» BRIEF A: Which sentences in the episode recap below end with a question mark? List every one of them.

» DOCUMENT PASSAGE:
30.11.19

Criminal Minds 1015: Scream

The episode opens with a reminder about Love's daughter, and said daughter's online flirtation with what might be a regular pervert, or what might be an operative for the Matchmaker. They show the whole scene with her and her friend, including the ridiculous idea that this guy:

-could be a high school senior. The number 24 is in his screenname, people.

Now it's on to the prologue, where an OCD dude is making his bed just so and setting up his breakfast plate in an incredibly fastidious fashion. Could he be the Matchmaker? We're fifteen episodes in without any real movement on that case - who the hell knows how many female joggers have been abducted in California without anyone noticing?

The guy eats his breakfast while glancing, annoyed, at the front door of his house. We find out why that is as he does the dishes - there's a thump from the door as a paper hits it! He's annoyed that it was late! As if paper delivery people can be counted on to do a minute-perfect job every day.

Also, it's broad daylight outside, shouldn't paper deliveries be done by dawn?

OCD guy heads down into his basement, puts on a bloody butcher's apron, and goes to menace his tied-up victim. Oddly, she's not bloody at all. I guess he kills a lot and doesn't wash the apron much?

The woman's hands are almost out of her zip-ties, so maybe she'll turn the tables on him? Anyhoo, the guy turns on a record player and makes the woman play-act a performance where she's a negligent wife apologizing for not having his dinner ready for him when he gets home from work.

Sounds like he's repeating patterns he saw as a child from an abusive home!

Anyhoo, he smashes her head with a baseball bat, so I guess the loose ties were there for no reason?

Over at Love's house, the daughter asks her and her husband (TV's Greg Grunberg!) if she can go to the mall with male friends after school! Love isn't cool with it, but Chris (that's the character's name, I'm not going to muddle things by adding another Greg) signs off on the plan.

Garcia announces the case - two victims in small-town California. She also badly botches sentence construction in a way that makes me quite sad. The team goes over what they know about the two dead women. There was a three week gap between the first victim and the one found this morning, but the show doesn't even bother pretending that the killer isn't already after his next victim.

» RECORDS SHOWN:
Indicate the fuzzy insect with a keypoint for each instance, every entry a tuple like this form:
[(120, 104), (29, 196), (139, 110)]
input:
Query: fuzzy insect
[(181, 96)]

--

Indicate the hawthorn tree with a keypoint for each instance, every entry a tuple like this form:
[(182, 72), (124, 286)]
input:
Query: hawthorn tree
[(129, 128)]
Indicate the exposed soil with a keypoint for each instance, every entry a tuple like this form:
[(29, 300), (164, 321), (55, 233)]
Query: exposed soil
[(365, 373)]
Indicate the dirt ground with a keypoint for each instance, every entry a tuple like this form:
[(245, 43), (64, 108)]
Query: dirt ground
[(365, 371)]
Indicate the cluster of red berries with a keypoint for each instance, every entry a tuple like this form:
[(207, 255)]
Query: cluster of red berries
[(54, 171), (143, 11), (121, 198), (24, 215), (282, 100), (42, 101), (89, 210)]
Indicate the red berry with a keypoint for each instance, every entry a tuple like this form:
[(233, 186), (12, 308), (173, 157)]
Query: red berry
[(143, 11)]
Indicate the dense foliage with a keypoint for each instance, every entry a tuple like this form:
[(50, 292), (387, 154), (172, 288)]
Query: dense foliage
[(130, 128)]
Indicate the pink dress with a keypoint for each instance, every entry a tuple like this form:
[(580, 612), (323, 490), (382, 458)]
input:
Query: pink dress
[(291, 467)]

» BRIEF B: Which lines in the records above contain the word "ground"? Gather each of them and copy it out.

» WRITTEN SOLUTION A:
- "Could he be the Matchmaker?"
- "We're fifteen episodes in without any real movement on that case - who the hell knows how many female joggers have been abducted in California without anyone noticing?"
- "Also, it's broad daylight outside, shouldn't paper deliveries be done by dawn?"
- "I guess he kills a lot and doesn't wash the apron much?"
- "The woman's hands are almost out of her zip-ties, so maybe she'll turn the tables on him?"
- "Anyhoo, he smashes her head with a baseball bat, so I guess the loose ties were there for no reason?"

» WRITTEN SOLUTION B:
Indicate the dirt ground with a keypoint for each instance, every entry a tuple like this form:
Query: dirt ground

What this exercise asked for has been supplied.